_Work instructions:_ Return the complete listing that follows, with each line reproduced exactly.

_Information provided:_
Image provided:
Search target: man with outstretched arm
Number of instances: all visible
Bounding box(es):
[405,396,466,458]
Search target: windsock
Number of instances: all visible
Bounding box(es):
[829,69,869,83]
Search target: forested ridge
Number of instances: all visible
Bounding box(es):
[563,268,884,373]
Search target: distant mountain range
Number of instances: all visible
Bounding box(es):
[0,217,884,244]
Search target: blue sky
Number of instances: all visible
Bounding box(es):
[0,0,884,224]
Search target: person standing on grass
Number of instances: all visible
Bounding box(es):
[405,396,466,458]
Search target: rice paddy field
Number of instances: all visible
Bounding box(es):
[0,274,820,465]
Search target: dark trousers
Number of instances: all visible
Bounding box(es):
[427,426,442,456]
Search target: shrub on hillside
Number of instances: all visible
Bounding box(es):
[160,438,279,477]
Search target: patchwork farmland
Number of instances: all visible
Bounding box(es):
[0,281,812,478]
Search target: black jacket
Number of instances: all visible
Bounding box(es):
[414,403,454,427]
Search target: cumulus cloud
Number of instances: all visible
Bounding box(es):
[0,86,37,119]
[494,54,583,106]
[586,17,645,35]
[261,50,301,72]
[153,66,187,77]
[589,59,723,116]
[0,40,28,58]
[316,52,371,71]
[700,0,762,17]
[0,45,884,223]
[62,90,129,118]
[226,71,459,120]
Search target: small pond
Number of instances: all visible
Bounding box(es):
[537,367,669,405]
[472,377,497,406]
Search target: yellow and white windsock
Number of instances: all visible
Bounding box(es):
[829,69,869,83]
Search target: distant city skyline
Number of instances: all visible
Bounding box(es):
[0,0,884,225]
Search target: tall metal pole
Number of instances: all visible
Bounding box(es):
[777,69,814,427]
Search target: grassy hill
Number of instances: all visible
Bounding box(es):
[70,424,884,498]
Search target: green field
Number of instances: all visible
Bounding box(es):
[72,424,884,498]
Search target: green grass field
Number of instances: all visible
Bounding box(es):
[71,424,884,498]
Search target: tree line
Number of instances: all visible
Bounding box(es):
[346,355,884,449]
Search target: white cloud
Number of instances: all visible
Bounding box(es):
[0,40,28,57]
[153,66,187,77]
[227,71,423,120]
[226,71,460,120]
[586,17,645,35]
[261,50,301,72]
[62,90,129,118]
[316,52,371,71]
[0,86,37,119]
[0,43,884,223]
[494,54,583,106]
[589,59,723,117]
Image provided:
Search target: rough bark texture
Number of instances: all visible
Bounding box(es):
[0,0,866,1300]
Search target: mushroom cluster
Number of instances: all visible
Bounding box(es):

_Task response:_
Image provided:
Search target: man with outstretched arm
Number of instances: all visible
Bounding box(es):
[405,396,466,458]
Search target: windsock
Number of instances: all visible
Bounding box(es):
[829,69,869,83]
Search target: forested ridge
Number of instances: all visible
Bounding box(es):
[563,268,884,373]
Search target: distant mountain range
Number of instances: all visible
Bounding box(es):
[0,217,884,244]
Search target: blue sky
Number of instances: all visible
Bounding box(es):
[0,0,884,224]
Search target: person standing on grass
Number of instances: all visible
Bounding box(es):
[405,396,466,458]
Search target: rice paddy field
Number of instances: all visible
Bounding box(es):
[0,274,820,465]
Search target: dark trousers
Number of instances: all visible
Bounding box(es):
[427,426,442,456]
Search target: shrub on hillside
Number of instances: all visible
Bounding box(es):
[160,438,279,477]
Search target: patchwork farmland
Number of instances: all visible
Bounding box(es):
[0,281,812,478]
Search target: black jacket
Number of instances: all visible
Bounding box(es):
[414,403,454,427]
Search target: cumulus cloud
Number of instances: all visible
Bounding box(es):
[0,86,37,119]
[494,54,583,106]
[586,17,645,35]
[261,50,301,72]
[153,66,187,77]
[589,59,723,116]
[0,40,28,58]
[316,52,371,71]
[700,0,762,17]
[0,45,884,223]
[62,90,129,118]
[226,71,459,120]
Search target: small pond
Number of instances: all visible
Bounding box(es):
[537,367,669,405]
[472,377,497,406]
Search target: yellow and white windsock
Number of instances: all visible
Bounding box(es):
[829,69,869,83]
Search target: distant city skyline
Number of instances: all visible
Bounding box(es):
[0,0,884,225]
Search target: tall metal pole
Number of instances: all visible
Bounding box(es):
[777,69,814,427]
Search target: grassy hill
Number of instances: all visible
Bounding box(es):
[70,424,884,498]
Search target: green field
Number of instances: all visible
Bounding box(es):
[72,424,884,498]
Search target: green grass field
Number of instances: all visible
Bounding box(es):
[71,424,884,498]
Search target: tree line
Number of instances: all visible
Bounding box(es):
[346,355,884,449]
Search target: white cloud
Number of instances: all visible
Bounding box(es):
[0,40,28,57]
[153,66,187,77]
[227,71,423,120]
[226,71,460,120]
[586,17,645,35]
[261,50,301,72]
[62,90,129,118]
[316,52,371,71]
[0,86,37,119]
[0,43,884,223]
[494,54,583,106]
[589,59,723,117]
Image provided:
Search target: rough bark texture
Number of instances: all visible
Bounding box(es):
[0,0,866,1300]
Search target: mushroom cluster
Number of instances: all visible
Bounding box(es):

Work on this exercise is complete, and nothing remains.